*Exercise description*
Can the data below be set down again exactly, line for line?

• • • • • • •

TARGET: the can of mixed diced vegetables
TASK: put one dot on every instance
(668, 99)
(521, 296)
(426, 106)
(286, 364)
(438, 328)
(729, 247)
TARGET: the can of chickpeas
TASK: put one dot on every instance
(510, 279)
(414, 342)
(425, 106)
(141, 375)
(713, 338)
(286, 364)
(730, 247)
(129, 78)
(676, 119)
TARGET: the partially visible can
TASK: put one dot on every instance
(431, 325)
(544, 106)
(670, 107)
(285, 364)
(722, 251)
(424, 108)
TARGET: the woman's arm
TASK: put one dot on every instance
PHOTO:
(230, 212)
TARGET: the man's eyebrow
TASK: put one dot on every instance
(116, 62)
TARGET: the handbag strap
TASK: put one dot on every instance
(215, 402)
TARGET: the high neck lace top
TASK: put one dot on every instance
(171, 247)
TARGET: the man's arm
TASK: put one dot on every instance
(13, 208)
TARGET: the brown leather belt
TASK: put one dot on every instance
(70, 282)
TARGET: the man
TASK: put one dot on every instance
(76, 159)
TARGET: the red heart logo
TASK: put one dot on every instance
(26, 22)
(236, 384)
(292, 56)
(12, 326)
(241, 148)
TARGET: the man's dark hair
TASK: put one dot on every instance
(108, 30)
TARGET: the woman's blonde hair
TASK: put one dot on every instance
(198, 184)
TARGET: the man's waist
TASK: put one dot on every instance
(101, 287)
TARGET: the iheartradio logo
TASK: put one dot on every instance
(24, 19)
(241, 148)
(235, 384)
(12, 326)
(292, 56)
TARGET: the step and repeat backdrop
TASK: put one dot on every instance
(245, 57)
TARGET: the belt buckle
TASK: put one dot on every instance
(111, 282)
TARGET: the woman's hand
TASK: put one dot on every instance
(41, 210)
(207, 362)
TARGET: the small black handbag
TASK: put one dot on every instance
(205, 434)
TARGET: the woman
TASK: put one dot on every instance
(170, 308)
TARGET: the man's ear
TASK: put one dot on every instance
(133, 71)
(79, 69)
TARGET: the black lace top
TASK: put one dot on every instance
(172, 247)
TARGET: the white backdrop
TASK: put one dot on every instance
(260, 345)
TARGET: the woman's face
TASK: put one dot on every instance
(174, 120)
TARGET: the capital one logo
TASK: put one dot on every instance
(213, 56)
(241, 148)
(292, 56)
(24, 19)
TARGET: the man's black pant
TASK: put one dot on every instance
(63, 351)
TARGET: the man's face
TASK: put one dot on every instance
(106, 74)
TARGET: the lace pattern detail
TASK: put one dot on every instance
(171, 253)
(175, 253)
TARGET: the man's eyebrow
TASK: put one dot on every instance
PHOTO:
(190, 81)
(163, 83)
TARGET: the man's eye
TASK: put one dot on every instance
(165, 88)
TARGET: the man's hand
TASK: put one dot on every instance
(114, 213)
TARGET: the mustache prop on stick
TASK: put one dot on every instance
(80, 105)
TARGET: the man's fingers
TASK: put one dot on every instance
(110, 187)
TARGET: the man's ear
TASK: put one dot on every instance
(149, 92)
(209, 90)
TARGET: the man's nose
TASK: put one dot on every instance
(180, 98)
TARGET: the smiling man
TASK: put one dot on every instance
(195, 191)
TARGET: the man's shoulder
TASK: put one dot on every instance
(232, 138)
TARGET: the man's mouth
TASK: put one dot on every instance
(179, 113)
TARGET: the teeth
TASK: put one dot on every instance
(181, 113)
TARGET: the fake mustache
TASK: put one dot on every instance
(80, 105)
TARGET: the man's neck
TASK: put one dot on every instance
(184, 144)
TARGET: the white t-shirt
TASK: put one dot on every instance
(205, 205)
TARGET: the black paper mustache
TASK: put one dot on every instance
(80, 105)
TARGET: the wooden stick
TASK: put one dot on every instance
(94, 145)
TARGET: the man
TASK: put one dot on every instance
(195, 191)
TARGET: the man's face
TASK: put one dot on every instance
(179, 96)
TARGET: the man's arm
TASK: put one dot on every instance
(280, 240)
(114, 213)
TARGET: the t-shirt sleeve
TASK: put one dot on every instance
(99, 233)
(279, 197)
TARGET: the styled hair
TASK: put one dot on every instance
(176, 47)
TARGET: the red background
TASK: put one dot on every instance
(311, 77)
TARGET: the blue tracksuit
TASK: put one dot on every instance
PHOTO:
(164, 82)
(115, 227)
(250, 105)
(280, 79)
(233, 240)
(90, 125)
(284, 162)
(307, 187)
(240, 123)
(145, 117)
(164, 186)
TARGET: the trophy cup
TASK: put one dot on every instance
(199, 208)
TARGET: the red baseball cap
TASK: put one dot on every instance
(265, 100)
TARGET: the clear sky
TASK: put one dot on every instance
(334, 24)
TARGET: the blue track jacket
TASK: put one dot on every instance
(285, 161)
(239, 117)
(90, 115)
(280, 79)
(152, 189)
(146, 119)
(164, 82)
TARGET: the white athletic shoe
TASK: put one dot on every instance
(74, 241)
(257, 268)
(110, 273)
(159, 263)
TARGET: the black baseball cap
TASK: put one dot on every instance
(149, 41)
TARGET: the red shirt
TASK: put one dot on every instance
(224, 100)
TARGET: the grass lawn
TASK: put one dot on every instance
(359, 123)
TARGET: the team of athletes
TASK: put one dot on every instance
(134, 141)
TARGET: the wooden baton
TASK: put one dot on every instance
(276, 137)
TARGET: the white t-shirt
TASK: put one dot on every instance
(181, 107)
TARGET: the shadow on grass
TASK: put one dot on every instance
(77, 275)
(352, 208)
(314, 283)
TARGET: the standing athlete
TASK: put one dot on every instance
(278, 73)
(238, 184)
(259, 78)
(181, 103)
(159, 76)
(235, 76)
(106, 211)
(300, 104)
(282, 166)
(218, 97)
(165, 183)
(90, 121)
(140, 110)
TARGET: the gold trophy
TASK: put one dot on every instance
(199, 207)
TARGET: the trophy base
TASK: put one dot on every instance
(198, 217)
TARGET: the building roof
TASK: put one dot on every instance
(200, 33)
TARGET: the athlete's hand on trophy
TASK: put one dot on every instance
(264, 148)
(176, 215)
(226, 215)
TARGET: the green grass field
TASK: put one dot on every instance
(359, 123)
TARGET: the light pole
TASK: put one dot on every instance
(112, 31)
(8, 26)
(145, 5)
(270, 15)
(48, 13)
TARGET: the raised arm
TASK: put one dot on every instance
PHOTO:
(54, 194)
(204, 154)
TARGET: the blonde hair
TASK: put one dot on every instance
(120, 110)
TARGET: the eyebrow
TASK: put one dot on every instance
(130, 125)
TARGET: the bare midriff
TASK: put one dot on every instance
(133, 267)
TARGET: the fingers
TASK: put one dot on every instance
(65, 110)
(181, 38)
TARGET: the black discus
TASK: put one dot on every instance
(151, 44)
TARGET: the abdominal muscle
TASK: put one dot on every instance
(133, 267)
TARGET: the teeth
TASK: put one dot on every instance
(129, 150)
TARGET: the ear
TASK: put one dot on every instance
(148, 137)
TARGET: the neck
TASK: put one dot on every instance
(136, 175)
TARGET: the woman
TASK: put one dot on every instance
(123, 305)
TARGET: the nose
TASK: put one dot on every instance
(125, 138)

• • • • • • •

*Answer to this exercise*
TARGET: the can of mixed diced vegetables
TASK: put one dot on every instance
(668, 99)
(521, 296)
(426, 106)
(286, 364)
(438, 328)
(729, 247)
TARGET: the can of chickpeas
TASK: put one dot on every instance
(510, 279)
(414, 342)
(425, 106)
(141, 375)
(713, 338)
(286, 364)
(730, 247)
(129, 78)
(676, 119)
TARGET: the partially visible can
TASK: put one dot on every instance
(431, 325)
(544, 106)
(670, 107)
(285, 364)
(722, 251)
(424, 108)
TARGET: the woman's arm
TASK: put one dot on every instance
PHOTO:
(230, 212)
TARGET: the man's eyebrow
TASK: put one dot on every instance
(116, 62)
TARGET: the handbag strap
TASK: put one dot on every instance
(215, 402)
TARGET: the high neck lace top
TASK: put one dot on every instance
(171, 247)
TARGET: the man's arm
TASK: put one dot on every instance
(13, 208)
TARGET: the brown leather belt
TASK: put one dot on every instance
(70, 282)
TARGET: the man
TASK: put one dot on every instance
(76, 159)
TARGET: the red heart logo
TASK: put one dot on every instance
(26, 22)
(236, 384)
(292, 56)
(12, 326)
(241, 148)
TARGET: the man's dark hair
TASK: put one dot on every instance
(108, 30)
TARGET: the woman's blonde hair
TASK: put one dot on every instance
(198, 184)
TARGET: the man's waist
TASK: put one dot on every instance
(101, 287)
TARGET: the iheartradio logo
TASK: put one dot on every instance
(24, 19)
(241, 148)
(235, 384)
(12, 326)
(292, 56)
TARGET: the step and repeat backdrop
TASK: put one dot on every instance
(245, 57)
TARGET: the belt buckle
TASK: put one dot on every instance
(111, 282)
TARGET: the woman's hand
TASK: put one dot on every instance
(41, 210)
(207, 362)
TARGET: the small black handbag
TASK: put one dot on every instance
(205, 434)
TARGET: the woman
TASK: put one dot on every instance
(170, 308)
TARGET: the man's ear
TASK: put one dot on every instance
(133, 71)
(79, 69)
TARGET: the black lace top
TASK: put one dot on every instance
(172, 247)
TARGET: the white backdrop
TASK: put one dot on every instance
(260, 345)
TARGET: the woman's face
TASK: put one dot on every instance
(174, 120)
TARGET: the capital one logo
TASK: put one dot on every instance
(213, 56)
(241, 148)
(292, 56)
(24, 19)
TARGET: the man's black pant
TASK: put one dot on every instance
(63, 351)
TARGET: the man's face
TASK: put one dot on every instance
(106, 74)
TARGET: the lace pattern detail
TASK: put one dot on every instance
(171, 253)
(175, 253)
TARGET: the man's eyebrow
TASK: put one dot on every instance
PHOTO:
(190, 81)
(163, 83)
TARGET: the man's eye
TASK: put one dot on every instance
(165, 88)
TARGET: the man's hand
TASK: put one dot on every instance
(114, 213)
TARGET: the mustache prop on stick
TASK: put one dot on every instance
(80, 105)
TARGET: the man's fingers
TASK: put one dot on every instance
(110, 187)
TARGET: the man's ear
TASK: put one dot on every instance
(149, 92)
(209, 90)
TARGET: the man's nose
TASK: put one dot on every instance
(180, 98)
TARGET: the smiling man
TASK: put one dot on every instance
(195, 191)
TARGET: the man's shoulder
TASK: put one dot on every instance
(232, 138)
TARGET: the man's mouth
TASK: put one dot on every instance
(179, 113)
TARGET: the teeth
TASK: put one dot on every instance
(181, 113)
TARGET: the fake mustache
TASK: put one dot on every instance
(80, 105)
TARGET: the man's neck
TASK: put one dot on every instance
(184, 144)
TARGET: the white t-shirt
TASK: put one dot on every instance
(205, 205)
TARGET: the black paper mustache
TASK: put one dot on every instance
(80, 105)
TARGET: the wooden stick
TASK: put one dot on every instance
(94, 145)
TARGET: the man
TASK: put one dot on every instance
(195, 191)
TARGET: the man's face
TASK: put one dot on every instance
(179, 96)
TARGET: the man's arm
TASK: put one dot on every instance
(280, 240)
(114, 213)
TARGET: the t-shirt sleeve
TASK: put one dot on every instance
(99, 233)
(279, 197)
TARGET: the styled hair
TASK: put one dot on every instance
(176, 47)
TARGET: the red background
TASK: put one dot on every instance
(311, 77)
TARGET: the blue tracksuit
TASK: put one dot on every instance
PHOTO:
(164, 82)
(115, 227)
(250, 105)
(280, 79)
(233, 240)
(90, 125)
(284, 162)
(307, 187)
(240, 123)
(145, 117)
(164, 186)
TARGET: the trophy cup
TASK: put one dot on every instance
(199, 208)
TARGET: the red baseball cap
TASK: put one dot on every instance
(265, 100)
TARGET: the clear sky
TASK: put one dot on every instance
(334, 24)
TARGET: the blue track jacket
TASK: put one dot on every instance
(285, 161)
(239, 117)
(90, 115)
(280, 79)
(152, 189)
(146, 119)
(164, 82)
TARGET: the white athletic shoe
TASK: put one dot on every instance
(74, 241)
(257, 268)
(110, 273)
(159, 263)
TARGET: the black baseball cap
TASK: put one dot on every instance
(149, 41)
TARGET: the red shirt
TASK: put one dot on every instance
(224, 100)
TARGET: the grass lawn
TASK: put one dot on every instance
(359, 123)
TARGET: the team of athletes
TASK: put one dot on every instance
(134, 141)
TARGET: the wooden baton
TASK: put one dot on every instance
(276, 137)
TARGET: the white t-shirt
TASK: put one dot on every instance
(181, 107)
TARGET: the shadow on grass
TASK: put one dot on every instance
(77, 275)
(352, 208)
(314, 283)
TARGET: the standing athlete
TASK: put one dot on every instance
(278, 73)
(238, 184)
(259, 78)
(181, 103)
(159, 76)
(235, 76)
(106, 211)
(300, 104)
(282, 166)
(218, 97)
(165, 183)
(90, 121)
(140, 110)
TARGET: the gold trophy
TASK: put one dot on every instance
(199, 207)
TARGET: the trophy base
TASK: put one dot on every instance
(198, 217)
TARGET: the building roof
TASK: put one dot on every instance
(200, 33)
TARGET: the athlete's hand on trophy
TASK: put one dot on every instance
(264, 148)
(176, 215)
(226, 215)
TARGET: the green grass field
TASK: put one dot on every instance
(359, 123)
TARGET: the light pole
TASK: put one dot on every instance
(112, 31)
(8, 26)
(145, 5)
(270, 15)
(48, 13)
TARGET: the raised arm
TASK: put one dot on every instance
PHOTO:
(54, 194)
(204, 154)
TARGET: the blonde hair
TASK: put one dot on every instance
(120, 110)
TARGET: the eyebrow
TASK: put one dot on every instance
(130, 125)
TARGET: the bare midriff
TASK: put one dot on every instance
(133, 267)
TARGET: the fingers
TASK: put one dot on every instance
(65, 110)
(181, 38)
TARGET: the black discus
TASK: put one dot on every instance
(151, 44)
TARGET: the abdominal muscle
TASK: put one dot on every instance
(133, 267)
TARGET: the teeth
TASK: put one dot on every instance
(129, 150)
TARGET: the ear
TASK: put one dot on every instance
(148, 137)
TARGET: the neck
TASK: put one dot on every instance
(136, 175)
TARGET: the woman
TASK: put one dot on every instance
(123, 305)
TARGET: the nose
TASK: put one dot on every instance
(125, 138)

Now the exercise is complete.